⟨
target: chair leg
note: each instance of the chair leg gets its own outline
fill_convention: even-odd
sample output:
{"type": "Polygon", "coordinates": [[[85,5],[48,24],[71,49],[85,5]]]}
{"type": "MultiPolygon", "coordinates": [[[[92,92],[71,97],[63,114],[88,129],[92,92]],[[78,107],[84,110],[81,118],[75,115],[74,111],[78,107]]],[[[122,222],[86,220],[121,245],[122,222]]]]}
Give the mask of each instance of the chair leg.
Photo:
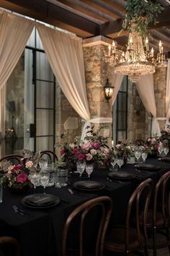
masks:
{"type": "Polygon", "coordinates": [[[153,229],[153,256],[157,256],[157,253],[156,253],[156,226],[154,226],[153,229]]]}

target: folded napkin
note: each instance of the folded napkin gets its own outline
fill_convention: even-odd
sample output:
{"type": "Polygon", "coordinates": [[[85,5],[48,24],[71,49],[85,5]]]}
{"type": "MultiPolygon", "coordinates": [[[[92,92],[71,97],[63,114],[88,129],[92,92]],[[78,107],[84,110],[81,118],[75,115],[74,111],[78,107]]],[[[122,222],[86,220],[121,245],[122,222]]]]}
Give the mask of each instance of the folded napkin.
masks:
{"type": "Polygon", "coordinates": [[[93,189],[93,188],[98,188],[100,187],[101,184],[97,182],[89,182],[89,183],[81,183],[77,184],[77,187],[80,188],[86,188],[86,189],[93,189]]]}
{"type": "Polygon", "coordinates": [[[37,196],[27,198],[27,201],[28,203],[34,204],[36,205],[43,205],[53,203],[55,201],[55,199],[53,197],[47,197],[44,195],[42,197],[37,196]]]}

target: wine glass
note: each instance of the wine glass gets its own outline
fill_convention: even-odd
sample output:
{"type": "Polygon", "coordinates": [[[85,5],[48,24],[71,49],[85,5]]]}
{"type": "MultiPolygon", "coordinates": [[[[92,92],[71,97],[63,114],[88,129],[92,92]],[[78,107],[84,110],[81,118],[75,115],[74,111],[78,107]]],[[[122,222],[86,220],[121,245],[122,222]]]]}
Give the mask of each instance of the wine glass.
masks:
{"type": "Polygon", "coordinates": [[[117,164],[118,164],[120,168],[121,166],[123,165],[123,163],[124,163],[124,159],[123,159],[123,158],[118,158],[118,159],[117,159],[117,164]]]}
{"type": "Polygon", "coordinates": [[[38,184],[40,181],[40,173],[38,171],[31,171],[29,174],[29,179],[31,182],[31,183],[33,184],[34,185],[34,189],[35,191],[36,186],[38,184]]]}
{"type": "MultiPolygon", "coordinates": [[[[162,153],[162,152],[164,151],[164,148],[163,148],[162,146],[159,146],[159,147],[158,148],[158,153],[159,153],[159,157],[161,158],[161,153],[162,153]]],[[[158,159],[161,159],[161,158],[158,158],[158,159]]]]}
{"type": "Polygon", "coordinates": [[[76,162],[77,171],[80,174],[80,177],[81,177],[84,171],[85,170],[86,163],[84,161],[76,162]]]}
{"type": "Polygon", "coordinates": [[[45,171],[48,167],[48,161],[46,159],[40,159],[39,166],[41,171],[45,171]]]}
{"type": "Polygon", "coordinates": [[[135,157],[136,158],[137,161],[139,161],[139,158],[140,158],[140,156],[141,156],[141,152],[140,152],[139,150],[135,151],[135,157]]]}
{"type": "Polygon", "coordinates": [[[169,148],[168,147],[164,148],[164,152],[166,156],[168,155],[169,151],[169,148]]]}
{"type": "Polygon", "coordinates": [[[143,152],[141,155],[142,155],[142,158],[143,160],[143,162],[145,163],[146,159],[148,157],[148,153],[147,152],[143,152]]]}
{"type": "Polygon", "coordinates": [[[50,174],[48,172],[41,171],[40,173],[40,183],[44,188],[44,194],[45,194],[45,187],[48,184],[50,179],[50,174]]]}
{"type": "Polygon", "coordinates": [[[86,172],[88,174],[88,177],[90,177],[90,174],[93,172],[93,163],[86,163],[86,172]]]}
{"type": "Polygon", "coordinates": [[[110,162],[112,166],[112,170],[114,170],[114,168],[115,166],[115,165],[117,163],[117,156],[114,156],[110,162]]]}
⟩
⟨
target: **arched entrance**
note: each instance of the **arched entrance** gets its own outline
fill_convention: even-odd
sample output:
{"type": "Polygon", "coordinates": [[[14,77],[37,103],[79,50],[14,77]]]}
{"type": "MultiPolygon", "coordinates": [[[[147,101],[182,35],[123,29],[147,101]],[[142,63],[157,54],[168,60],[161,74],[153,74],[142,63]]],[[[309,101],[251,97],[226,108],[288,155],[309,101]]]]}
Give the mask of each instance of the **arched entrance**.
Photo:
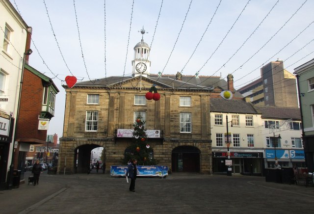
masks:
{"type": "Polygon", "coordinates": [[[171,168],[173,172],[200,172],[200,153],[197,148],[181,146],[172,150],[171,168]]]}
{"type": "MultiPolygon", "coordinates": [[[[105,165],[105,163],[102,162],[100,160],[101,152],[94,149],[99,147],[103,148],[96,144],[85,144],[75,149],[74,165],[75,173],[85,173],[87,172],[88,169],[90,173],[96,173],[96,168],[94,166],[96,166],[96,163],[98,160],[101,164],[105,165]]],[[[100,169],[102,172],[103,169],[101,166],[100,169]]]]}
⟩
⟨
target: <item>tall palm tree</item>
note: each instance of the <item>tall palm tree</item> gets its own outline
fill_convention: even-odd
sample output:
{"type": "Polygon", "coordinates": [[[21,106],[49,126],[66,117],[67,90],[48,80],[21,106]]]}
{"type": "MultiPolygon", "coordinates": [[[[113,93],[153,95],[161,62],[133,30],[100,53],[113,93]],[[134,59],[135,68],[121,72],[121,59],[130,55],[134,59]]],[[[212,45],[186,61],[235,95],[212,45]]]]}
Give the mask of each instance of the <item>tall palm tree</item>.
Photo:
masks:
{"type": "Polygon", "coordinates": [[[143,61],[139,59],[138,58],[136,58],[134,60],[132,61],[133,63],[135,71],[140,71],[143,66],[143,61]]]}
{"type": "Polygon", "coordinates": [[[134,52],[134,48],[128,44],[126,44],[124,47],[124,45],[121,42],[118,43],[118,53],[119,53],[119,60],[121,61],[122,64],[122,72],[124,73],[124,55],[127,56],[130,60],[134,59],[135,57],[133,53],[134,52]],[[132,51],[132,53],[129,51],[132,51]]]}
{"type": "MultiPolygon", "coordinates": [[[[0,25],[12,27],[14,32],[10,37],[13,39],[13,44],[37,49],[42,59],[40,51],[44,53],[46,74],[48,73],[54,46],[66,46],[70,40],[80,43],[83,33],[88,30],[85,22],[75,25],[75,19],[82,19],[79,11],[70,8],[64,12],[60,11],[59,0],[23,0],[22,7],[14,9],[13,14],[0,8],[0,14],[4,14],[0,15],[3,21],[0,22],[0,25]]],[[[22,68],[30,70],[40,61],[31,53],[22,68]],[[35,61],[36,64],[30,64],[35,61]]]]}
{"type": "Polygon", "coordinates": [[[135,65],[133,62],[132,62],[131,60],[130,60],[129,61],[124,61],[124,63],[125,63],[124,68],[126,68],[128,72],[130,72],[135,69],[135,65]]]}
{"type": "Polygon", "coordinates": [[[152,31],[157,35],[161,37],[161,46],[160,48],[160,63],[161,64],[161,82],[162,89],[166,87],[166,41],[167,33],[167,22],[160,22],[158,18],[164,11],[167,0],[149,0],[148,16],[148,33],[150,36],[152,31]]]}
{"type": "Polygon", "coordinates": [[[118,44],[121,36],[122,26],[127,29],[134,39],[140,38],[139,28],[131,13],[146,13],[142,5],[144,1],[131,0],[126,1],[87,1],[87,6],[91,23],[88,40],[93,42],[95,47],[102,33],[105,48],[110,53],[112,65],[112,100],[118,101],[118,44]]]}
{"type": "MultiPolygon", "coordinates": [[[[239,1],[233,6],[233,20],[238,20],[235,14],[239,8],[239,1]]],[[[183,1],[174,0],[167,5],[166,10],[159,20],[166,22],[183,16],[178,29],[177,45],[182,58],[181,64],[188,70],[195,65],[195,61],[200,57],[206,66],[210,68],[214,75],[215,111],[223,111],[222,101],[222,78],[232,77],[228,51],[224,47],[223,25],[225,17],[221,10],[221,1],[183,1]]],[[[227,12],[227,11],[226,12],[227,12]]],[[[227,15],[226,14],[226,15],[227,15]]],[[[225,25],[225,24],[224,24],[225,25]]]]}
⟩
§ **Stated exercise**
From the records above, pull out every line that contains the string "napkin", and copy each one. Case counts: a line matches only if its letters are uppercase or lowercase in the same places as "napkin".

§ **Task result**
target: folded napkin
note: each instance of the folded napkin gets its own outline
Give the mask of each instance of the folded napkin.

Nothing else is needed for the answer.